Goal of the exercise:
Carry on the passage about keeping flies out of commercial businesses, writing from its last sentence onward.

Provided text:
While you can certainly expect to encounter some flies when enjoying food outside during warm temperatures, no one welcomes the sight of those annoying and elusive insects indoors. It’s unnerving, unhealthy, and irritating. If you run any kind of commercial business where customers and vendors frequent and employees regularly work – whether a local eatery, a national food chain, a warehouse, or an office building – you do not want your business to be rumored as being an unsanitary, fly-infested facility. And it doesn’t take an army of flies to turn customers away; one or two of these relentless insects zooming around a diner’s table all evening is enough to stop the patrons from coming back or referring anyone to your establishment. Fortunately, there is a solution and it’s recommended by an industry watchdog.

Dataset entries:
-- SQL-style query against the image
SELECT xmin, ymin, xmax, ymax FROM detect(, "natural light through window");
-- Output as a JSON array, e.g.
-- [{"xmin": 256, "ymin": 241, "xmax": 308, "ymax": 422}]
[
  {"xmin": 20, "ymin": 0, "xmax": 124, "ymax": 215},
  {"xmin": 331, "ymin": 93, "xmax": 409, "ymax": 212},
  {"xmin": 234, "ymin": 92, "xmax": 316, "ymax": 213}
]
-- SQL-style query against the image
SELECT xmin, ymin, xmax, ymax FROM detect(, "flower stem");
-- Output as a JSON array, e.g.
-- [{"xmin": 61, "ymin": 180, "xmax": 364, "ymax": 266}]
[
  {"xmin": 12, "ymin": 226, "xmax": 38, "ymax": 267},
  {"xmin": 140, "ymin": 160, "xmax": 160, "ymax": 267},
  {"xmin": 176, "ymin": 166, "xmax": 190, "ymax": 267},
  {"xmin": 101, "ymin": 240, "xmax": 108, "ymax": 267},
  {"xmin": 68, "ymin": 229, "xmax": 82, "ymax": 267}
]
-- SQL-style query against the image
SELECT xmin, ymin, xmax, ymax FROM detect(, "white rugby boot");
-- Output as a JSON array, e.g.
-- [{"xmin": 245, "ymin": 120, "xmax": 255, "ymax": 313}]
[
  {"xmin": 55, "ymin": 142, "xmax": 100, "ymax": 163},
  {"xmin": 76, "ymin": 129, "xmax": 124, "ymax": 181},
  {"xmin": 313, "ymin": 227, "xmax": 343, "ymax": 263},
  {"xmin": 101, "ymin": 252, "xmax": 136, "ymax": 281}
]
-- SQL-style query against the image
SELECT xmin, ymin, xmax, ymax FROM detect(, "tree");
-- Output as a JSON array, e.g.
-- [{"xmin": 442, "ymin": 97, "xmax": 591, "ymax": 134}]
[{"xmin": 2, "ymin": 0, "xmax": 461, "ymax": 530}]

Written response:
The National Sanitation Foundation (NSF International) — an independent, not-for-profit organization founded in the mid-1940s, has developed standards to address and resolve the problem of flies in food service establishments. Committed to being the world’s provider of public health and safety-based risk management solutions, NSF International set the bar for the materials, the design, the construction, and the performance required for approval of air curtains placed in food establishments. The Mars line of air curtains that are designed for commercial businesses meet NSF International’s criteria for approval in eateries and other food service establishments; Mars’ products do a phenomenal job of keeping patrons, employees, and business owners comfortable inside while keeping flies out. Here’s why every food and food service establishment must be a no-fly zone:
Flies explore and eat gross things.
Flies walk on, explore, and eat the fecal matter of deer, dogs, cattle, raccoons, squirrels, and all of the other creatures — great and small — that defecate outdoors. They dine on discharges from an animal’s open wounds and sores. They feast on carcasses, rotting fruit, and other decaying organic matter.
Flies hang out in bad neighborhoods.
Anywhere garbage, filth, and decay exist, you’ll find flies. From atop the belly of a roadkill to your big trash dumpsters behind your restaurant and the garbage cans inside your kitchen (when the back door is left open), flies are attracted to smelly, rotting matter.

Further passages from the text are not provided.